Stated goal
Write out, word for word, the lines of the material below, starting with the line that contains "Object detection annotation — target class is plastic" and going on through the line that contains "[383,187,430,313]", including both of those lines.
### Rows
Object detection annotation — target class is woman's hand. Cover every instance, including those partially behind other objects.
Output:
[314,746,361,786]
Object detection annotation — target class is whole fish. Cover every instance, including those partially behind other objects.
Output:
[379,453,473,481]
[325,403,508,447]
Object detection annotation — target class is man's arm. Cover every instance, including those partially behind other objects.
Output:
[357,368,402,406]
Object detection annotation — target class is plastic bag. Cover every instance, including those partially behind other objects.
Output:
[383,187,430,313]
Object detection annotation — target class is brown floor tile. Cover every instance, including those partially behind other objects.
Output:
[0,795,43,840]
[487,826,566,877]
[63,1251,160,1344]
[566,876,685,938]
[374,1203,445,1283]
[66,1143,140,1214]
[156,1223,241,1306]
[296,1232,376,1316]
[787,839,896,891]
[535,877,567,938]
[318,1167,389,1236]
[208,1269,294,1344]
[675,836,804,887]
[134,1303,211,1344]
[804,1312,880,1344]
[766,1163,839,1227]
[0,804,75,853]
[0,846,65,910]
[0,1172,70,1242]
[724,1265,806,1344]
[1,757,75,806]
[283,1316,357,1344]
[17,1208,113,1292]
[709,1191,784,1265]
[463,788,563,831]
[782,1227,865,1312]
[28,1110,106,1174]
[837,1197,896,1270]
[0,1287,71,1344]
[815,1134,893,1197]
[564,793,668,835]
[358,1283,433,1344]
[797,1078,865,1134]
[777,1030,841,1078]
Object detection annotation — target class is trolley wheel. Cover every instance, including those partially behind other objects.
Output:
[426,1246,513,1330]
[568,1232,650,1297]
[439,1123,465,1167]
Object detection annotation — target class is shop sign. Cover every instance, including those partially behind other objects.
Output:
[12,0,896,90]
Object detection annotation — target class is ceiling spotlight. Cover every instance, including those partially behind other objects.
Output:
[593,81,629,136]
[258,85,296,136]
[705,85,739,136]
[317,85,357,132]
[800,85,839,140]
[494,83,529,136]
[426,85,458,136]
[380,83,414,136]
######
Full answer
Object detection annotation — target class is plastic bag. Cover every instance, including those partially behind other objects.
Output:
[383,187,430,313]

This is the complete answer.